Collected data
*** Begin section ***

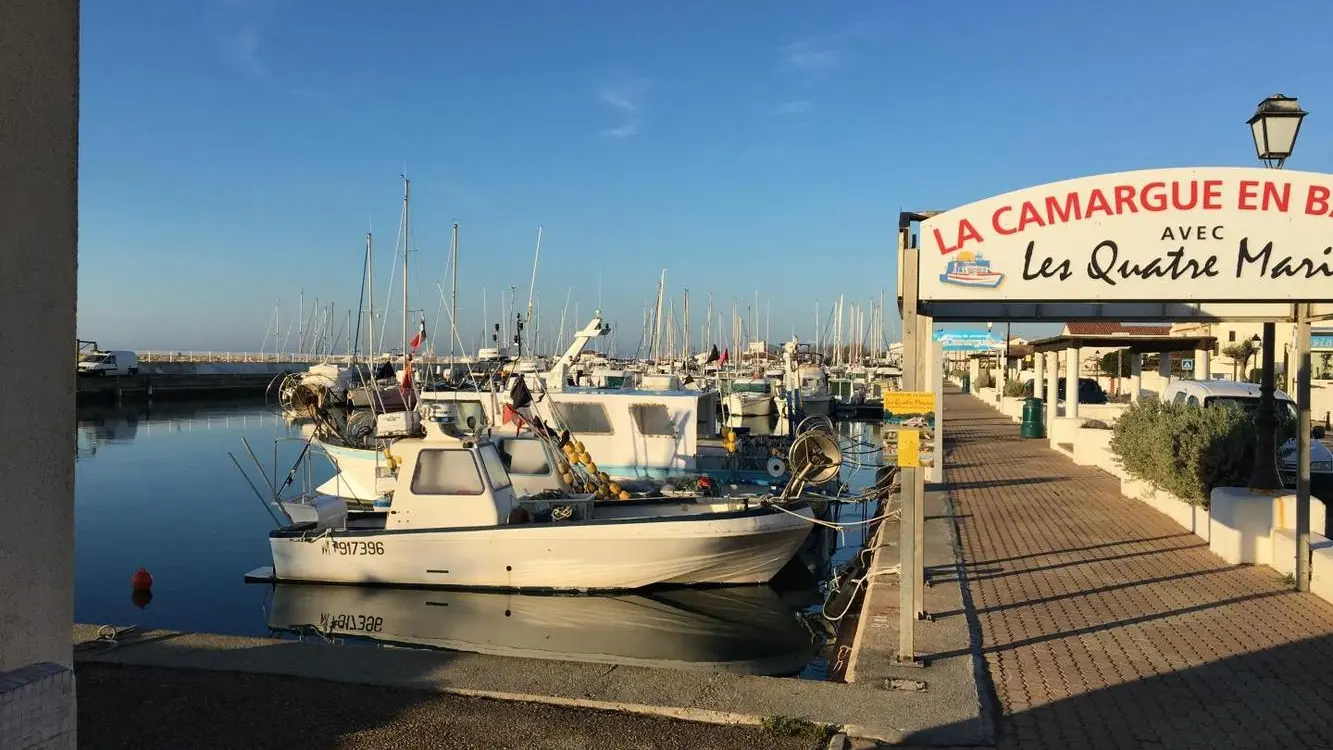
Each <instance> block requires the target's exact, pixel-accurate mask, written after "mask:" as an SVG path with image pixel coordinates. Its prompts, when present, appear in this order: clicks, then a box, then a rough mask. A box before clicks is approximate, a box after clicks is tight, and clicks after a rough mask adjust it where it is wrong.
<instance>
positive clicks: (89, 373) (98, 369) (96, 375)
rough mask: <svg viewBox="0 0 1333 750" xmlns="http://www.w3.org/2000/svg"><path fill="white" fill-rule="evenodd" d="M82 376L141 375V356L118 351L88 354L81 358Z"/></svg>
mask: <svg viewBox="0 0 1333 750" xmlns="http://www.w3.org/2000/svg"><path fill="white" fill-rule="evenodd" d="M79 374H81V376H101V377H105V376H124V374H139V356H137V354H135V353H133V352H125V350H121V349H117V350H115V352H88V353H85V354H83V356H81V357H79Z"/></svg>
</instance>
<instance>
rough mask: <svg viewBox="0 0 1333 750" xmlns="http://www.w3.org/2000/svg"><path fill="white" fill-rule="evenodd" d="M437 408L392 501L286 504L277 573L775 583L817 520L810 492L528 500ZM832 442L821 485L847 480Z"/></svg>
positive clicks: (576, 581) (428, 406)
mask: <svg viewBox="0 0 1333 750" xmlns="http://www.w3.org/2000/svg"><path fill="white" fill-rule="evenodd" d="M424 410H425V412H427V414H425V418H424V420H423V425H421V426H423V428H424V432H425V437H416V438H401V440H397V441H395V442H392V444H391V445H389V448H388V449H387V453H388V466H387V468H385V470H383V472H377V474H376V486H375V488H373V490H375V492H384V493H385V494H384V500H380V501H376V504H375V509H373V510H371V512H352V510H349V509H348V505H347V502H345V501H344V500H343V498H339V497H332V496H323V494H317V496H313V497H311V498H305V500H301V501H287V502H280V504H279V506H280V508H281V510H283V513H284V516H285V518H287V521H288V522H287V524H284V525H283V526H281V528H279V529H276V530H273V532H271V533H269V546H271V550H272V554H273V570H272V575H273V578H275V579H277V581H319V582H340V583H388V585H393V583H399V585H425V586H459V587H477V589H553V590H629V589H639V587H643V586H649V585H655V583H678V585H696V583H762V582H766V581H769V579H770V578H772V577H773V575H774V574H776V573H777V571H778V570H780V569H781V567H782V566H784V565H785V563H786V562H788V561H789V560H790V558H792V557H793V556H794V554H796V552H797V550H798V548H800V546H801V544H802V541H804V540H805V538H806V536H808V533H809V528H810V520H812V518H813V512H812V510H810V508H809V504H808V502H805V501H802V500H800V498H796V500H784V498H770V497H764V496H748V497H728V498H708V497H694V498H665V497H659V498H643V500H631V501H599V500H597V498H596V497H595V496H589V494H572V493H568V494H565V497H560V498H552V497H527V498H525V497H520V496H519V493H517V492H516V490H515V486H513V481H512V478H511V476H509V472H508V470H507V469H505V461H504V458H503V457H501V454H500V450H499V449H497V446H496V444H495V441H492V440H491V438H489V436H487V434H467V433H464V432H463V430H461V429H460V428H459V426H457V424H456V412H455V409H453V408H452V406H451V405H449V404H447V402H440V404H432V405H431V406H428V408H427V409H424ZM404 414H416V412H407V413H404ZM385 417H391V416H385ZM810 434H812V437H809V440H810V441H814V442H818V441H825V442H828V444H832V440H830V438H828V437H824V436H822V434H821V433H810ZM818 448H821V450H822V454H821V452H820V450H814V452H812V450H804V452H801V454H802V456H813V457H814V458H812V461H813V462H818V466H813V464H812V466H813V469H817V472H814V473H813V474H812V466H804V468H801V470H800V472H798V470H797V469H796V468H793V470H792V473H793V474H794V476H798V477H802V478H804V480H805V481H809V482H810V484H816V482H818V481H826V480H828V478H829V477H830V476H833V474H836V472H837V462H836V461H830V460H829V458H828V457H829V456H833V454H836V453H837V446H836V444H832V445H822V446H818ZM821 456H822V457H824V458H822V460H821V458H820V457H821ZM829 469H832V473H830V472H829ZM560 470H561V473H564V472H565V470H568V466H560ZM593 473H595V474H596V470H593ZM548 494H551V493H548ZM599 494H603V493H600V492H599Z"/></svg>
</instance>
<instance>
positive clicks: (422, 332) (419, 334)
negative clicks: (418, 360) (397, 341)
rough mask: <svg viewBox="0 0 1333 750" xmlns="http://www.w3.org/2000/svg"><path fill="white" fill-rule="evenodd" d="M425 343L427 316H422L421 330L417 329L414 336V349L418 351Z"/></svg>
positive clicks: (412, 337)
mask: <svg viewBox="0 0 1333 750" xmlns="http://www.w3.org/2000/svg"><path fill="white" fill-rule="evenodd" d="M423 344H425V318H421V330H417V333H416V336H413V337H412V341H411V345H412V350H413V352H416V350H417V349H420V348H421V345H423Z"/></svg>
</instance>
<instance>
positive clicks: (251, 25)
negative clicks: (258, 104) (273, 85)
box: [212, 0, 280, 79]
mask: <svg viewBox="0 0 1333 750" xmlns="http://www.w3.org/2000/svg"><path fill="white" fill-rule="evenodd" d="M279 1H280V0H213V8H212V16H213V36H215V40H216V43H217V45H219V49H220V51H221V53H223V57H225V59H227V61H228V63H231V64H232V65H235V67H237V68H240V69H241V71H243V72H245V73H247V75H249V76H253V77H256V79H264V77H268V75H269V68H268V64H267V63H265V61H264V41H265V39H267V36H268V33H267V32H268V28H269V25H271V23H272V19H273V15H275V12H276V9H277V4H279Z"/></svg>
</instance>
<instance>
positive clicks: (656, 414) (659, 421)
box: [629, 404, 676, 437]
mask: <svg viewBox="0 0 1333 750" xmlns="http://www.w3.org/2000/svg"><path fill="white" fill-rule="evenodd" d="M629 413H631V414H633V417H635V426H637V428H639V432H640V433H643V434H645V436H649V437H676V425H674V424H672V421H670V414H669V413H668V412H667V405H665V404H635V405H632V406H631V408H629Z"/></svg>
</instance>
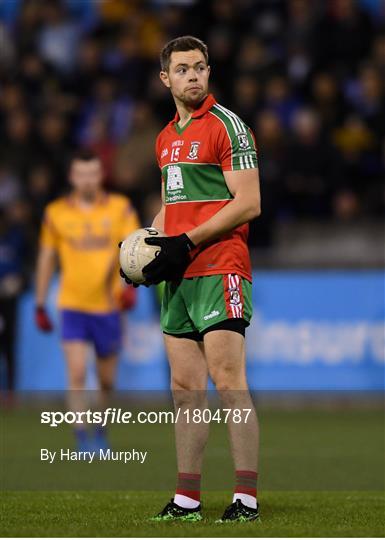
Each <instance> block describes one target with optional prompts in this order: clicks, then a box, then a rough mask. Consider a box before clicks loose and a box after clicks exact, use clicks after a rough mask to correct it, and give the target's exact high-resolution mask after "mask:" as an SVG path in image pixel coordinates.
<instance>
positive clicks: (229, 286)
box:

*** End section ***
*** Begin section ***

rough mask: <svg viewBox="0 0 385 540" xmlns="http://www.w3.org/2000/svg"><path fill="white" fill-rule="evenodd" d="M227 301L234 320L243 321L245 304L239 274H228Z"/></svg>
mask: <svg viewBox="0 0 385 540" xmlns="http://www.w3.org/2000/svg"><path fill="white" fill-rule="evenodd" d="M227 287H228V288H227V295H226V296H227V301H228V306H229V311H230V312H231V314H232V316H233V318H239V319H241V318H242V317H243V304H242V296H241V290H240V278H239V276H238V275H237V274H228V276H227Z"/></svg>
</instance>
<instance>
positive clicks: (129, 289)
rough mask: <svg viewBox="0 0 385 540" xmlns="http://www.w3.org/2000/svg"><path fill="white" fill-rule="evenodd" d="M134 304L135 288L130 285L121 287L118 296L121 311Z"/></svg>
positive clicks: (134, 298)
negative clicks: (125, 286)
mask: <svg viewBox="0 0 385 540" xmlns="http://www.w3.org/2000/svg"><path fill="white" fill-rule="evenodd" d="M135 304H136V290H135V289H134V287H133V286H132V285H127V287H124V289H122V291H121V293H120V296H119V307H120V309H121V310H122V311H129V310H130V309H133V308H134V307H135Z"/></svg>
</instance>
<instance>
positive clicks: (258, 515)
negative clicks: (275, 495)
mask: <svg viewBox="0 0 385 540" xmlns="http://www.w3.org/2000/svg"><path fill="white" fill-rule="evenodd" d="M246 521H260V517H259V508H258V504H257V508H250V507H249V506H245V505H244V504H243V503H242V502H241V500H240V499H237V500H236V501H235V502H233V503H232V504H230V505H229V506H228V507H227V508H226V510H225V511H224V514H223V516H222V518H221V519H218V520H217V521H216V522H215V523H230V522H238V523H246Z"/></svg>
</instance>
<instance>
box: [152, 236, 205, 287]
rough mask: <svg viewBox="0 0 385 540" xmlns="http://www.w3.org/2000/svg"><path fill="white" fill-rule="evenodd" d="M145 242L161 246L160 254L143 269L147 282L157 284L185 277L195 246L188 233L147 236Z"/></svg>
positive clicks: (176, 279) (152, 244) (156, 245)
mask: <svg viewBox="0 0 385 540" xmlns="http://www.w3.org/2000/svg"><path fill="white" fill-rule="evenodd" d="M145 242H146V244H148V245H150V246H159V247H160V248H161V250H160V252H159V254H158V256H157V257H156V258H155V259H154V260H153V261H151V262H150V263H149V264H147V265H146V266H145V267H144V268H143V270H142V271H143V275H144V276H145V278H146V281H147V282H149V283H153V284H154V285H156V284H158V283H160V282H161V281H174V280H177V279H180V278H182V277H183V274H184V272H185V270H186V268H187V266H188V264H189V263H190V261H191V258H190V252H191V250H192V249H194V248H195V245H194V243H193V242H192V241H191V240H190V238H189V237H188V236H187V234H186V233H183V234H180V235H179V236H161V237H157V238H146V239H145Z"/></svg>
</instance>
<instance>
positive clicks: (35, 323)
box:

*** End section ***
*** Begin section ***

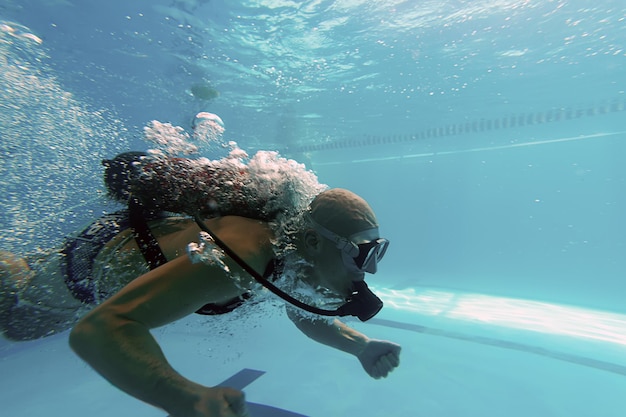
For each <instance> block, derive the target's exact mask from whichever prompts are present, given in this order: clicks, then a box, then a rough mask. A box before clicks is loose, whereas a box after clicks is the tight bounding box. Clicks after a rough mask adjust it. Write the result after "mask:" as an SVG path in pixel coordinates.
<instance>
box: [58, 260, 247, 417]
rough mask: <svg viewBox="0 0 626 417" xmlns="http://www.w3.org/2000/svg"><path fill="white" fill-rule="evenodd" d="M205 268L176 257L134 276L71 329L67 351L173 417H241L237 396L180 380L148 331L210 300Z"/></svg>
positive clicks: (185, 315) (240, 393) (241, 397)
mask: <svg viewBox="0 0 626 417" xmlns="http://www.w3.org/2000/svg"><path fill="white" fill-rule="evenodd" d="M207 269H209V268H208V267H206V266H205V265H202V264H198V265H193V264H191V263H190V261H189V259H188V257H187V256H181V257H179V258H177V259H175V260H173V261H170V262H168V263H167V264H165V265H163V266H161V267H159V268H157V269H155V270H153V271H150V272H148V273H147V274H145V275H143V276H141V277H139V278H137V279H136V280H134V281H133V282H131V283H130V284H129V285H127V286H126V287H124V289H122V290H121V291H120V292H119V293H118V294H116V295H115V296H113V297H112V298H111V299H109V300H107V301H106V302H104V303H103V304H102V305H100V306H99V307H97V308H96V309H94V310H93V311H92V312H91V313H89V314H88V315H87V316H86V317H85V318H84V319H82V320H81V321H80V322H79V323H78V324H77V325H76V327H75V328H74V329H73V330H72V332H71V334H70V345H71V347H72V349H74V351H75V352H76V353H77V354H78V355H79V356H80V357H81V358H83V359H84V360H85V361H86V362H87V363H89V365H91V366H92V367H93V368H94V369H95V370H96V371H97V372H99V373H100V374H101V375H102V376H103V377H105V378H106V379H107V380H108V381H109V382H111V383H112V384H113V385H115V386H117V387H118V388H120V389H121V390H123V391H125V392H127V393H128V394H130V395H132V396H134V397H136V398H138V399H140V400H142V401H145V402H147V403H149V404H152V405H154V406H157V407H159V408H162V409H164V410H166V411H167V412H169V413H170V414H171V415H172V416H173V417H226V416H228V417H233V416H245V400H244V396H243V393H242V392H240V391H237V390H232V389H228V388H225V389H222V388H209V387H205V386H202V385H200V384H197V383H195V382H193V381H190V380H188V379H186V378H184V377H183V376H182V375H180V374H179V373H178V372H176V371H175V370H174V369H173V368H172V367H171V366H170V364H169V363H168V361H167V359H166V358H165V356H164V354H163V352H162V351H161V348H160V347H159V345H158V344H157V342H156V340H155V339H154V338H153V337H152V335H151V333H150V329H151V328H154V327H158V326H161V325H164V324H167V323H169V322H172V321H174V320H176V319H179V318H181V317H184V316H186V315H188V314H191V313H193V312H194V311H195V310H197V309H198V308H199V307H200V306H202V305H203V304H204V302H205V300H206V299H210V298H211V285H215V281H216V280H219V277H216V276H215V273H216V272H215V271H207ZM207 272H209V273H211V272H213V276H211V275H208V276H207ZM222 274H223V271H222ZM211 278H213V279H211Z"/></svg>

*** End section ***

▸ **Try it**:
Repeat, exactly as they stand above, the lines from the line with "Each <instance> block requires" to the line with "positive clicks: (89, 373)", both lines included.

▸ **Written response**:
Each <instance> block requires the target's exact, pixel-accurate mask, written after "mask:" as an SVG path with image pixel coordinates. Its prompts, when present, appear in this order: clicks, then a box, then a rough mask. A box before clicks is approximate, a box after clicks is tight, and clicks after a rough mask adjust it where it is wrong.
<instance>
positive clicks: (89, 373) (98, 369) (96, 375)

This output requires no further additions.